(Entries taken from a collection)

--- --- ---

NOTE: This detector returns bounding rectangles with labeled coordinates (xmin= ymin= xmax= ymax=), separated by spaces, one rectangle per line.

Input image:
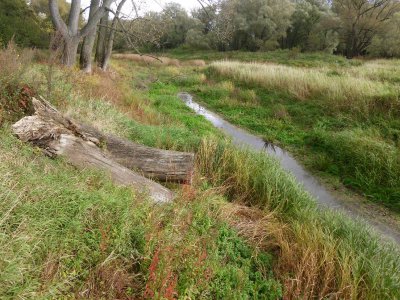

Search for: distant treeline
xmin=2 ymin=0 xmax=400 ymax=58
xmin=114 ymin=0 xmax=400 ymax=58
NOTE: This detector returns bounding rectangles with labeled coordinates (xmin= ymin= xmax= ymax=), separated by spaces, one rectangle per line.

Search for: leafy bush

--- --- ---

◆ Exercise
Leaving pictures aside, write out each record above exactly as given.

◆ Answer to the problem
NOTE: This detector returns bounding rectangles with labeled coordinates (xmin= ymin= xmax= ymax=), separated by spaces, one rectangle per line.

Input image:

Search for: distant treeline
xmin=2 ymin=0 xmax=400 ymax=58
xmin=114 ymin=0 xmax=400 ymax=58
NOTE: This detector returns bounding rectangles with labeled coordinates (xmin= ymin= xmax= ymax=), separated by spaces, one rectangle per line.

Search for: leafy bush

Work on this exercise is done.